::: EXCERPTED PASSAGE :::
A simple test known as MINI STATE EXAMINATION is useful wherein the person is examined through various questions, like what's the date today? Which city we are in? The other half of the test is to follow a series of simple instructions. Your loved one might have to undergo blood & urine tests as well as brain imaging to distinguish whether his/her brain shows signs Alzheimer's disease.

Should be person be informed of their diagnosis?
Often a person with dementia is unaware or does not agree that he/she has a problem. Hence, are not intersested in going for a diagnosis. Some might feel depressed after knowing or rather they would be happier not knowing about it at all.

Yet, knowing has its own advantages. If a person knows about his/her Alzeheimer's disease & understands the process of its progression, he/she can plan to make most of the remaining years with initial stages of memory loss.

He/she can take decisions about planning their care, make arrangement accordingly, financial decisions as well as decide to participate in research, or arrange to denote brain tissue after death for research. Informing the person about his disease could be a one-to-one talk, in fornt of family members or personally through the doctor. This will depend  on the personality of the patient.
::: INFORMATION SUPPLIED :::
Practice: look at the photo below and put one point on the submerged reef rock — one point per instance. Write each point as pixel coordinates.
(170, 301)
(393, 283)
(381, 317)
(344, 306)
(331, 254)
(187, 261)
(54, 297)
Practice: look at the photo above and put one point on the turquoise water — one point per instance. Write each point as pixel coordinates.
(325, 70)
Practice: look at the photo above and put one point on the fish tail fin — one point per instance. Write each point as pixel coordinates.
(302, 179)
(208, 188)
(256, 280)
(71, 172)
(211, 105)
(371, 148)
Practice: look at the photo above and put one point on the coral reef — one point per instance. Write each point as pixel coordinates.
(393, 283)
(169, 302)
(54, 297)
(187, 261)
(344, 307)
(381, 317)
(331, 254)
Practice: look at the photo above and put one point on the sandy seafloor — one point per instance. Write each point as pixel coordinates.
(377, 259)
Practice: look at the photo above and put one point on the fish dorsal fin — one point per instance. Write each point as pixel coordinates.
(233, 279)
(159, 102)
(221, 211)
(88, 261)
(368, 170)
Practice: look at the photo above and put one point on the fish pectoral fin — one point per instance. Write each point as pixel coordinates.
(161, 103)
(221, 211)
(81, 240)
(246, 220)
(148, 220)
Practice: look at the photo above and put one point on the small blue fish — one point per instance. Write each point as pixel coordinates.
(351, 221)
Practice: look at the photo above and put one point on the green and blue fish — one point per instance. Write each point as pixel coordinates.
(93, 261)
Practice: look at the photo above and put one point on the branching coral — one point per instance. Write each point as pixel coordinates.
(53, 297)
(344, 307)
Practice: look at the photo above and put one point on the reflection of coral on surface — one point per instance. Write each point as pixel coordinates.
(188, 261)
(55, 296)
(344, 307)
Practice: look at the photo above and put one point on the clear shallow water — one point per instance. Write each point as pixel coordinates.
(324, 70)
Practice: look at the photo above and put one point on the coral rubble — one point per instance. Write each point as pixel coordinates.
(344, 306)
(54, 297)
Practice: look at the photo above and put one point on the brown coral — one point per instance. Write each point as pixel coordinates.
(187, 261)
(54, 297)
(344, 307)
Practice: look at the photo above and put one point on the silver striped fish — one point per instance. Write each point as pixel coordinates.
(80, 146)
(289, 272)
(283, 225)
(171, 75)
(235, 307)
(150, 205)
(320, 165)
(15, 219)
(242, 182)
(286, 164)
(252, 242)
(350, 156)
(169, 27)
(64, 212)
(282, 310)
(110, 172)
:::
REQUIRED WORK. Can you copy the Alzheimer's diagnosis passage word for word, from "Yet, knowing has" up to and including "of memory loss."?

EXERCISE RESULT.
Yet, knowing has its own advantages. If a person knows about his/her Alzeheimer's disease & understands the process of its progression, he/she can plan to make most of the remaining years with initial stages of memory loss.